== Directions ==
**a)** In the passage about the Slabs, what is painted on the empty WWII military sentry box?
**b)** What does the passage about the Slabs say? Summarize it in two sentences.
**c)** Carry the passage about the Slabs forward, picking up right after its final sentence.

Every sun burned, dust covered face has their own story, their own unique tragedy or tale of escape that has brought them to the Slabs. We hear snippets and loose threads that make up the strange patchwork tapestry of the place but we have to keep moving.
We pack up the next day feeling like we have only scratched the surface of the Slabs. It is a deep cave that one could explore for months, but we have to get moving. As if to punctuate the bizarre contrast of the place, on our way out we see a woman in a pink velour track suit power walking along the cracked gravel road. She passes a man who has not seen soap nor shower for months huddled over a trashcan fire in front of a rusty old trailer.
That is the Slabs – a strange melting pot, a run down bizarro version of our reality. It is a place where a man has painted a mountain of dirt and rocks and made it beautiful. It is a place where you are greeted by an empty, cracked, concrete, military sentry box from WWII painted with doves.

== Rows ==

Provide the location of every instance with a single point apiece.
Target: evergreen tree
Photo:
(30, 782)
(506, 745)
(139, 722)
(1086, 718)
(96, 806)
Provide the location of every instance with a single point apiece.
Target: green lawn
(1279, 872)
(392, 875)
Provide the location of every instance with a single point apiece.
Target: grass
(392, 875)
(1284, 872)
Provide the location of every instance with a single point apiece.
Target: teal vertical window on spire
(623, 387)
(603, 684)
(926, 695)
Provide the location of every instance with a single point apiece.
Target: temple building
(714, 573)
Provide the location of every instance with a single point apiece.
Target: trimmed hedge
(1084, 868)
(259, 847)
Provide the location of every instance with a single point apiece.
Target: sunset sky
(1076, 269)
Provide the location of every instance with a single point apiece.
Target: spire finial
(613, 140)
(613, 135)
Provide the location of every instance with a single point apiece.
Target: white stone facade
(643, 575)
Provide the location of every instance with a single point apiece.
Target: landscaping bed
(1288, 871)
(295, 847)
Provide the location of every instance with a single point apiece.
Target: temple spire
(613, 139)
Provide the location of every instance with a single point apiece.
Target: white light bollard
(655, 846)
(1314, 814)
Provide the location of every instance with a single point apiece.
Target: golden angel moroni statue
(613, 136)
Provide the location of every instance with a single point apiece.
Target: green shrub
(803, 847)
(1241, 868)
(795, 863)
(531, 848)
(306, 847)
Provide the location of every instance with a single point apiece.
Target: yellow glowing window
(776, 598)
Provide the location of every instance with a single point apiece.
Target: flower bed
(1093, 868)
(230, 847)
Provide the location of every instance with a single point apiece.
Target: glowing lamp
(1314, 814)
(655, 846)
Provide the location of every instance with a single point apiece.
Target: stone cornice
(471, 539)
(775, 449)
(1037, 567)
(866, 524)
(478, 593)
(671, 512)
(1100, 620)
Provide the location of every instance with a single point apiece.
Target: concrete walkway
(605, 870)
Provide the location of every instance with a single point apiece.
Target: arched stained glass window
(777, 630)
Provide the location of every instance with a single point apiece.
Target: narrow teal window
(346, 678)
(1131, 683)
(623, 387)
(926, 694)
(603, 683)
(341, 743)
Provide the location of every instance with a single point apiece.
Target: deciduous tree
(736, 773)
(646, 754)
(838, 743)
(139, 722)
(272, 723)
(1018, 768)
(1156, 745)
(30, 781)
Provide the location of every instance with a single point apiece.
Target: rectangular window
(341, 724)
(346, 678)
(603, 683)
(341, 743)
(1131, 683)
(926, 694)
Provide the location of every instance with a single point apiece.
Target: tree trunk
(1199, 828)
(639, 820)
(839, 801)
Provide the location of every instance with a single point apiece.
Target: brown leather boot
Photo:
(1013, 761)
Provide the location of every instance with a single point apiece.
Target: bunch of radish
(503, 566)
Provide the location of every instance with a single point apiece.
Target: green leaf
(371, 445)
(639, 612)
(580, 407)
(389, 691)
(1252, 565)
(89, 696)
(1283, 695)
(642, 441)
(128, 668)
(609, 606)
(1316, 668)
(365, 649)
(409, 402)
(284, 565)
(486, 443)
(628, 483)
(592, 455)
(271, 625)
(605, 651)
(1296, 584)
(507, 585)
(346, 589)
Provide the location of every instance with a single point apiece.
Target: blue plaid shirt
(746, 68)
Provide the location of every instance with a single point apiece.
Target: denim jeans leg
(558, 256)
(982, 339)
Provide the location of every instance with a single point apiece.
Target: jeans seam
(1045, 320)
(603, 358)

== Written answers ==
**a)** Doves.

**b)** The writer and companions leave the Slabs having heard only snippets of residents' stories, feeling they have barely scratched the surface of a place one could explore for months. On the way out, a woman power walking in a pink velour track suit passes an unwashed man at a trashcan fire, a contrast that fits the Slabs as a strange, run-down melting pot where even a mountain of dirt and an old WWII sentry box have been painted.

**c)**
Amy November 15, 2012 at 3:42 pm
It is from “Into the Wild”- I’m currently reading it and that’s why I was looking up the Slabs. I’d heard of it before but had never looked into it. Very interesting!
ROBERT "ROBIN" ARMOUR February 12, 2016 at 12:58 pm
Good writeup on the place. I helped a professional British film crew try to document the Slabs for a feature piece. It didn’t take long for them to decide it couldn’t be done, and they left for a place called “LA,” it’s the Hispanic section of Los Angeles. Grifter politicians from Sacramento have made annual pilgrimages to the Slabs only to always discover there’s nothing at the Slabs to swindle or steal.
Debi January 2, 2010 at 1:17 pm
Such a weird place – ;ike something out of a sci-fi novel! Love your blog.
KrisLK January 2, 2010 at 8:22 pm
That was a wonderful post to read, thank you for posting it. The Slabs sounds like a fascinating place to visit.
Blue Tapp January 2, 2010 at 8:46 pm
Yes it was, Marsha. Great movie. Very cool that you were at the Slabs, Russ & Laura. Maybe you can get back there some day and spend a bit more time.
The Velo Hobo January 3, 2010 at 4:05 pm
Wow, a very interesting place. The movie, “Into The Wild” is also about a wander-lust journey with a wonderful moral to the story: “don’t put anything in your mouth you can’t identify”. Thanks so much for sharing your journey.
Happy Trails, Jack
Al January 4, 2010 at 10:42 am
Great photos on here, and a fab journey you are doing – well done!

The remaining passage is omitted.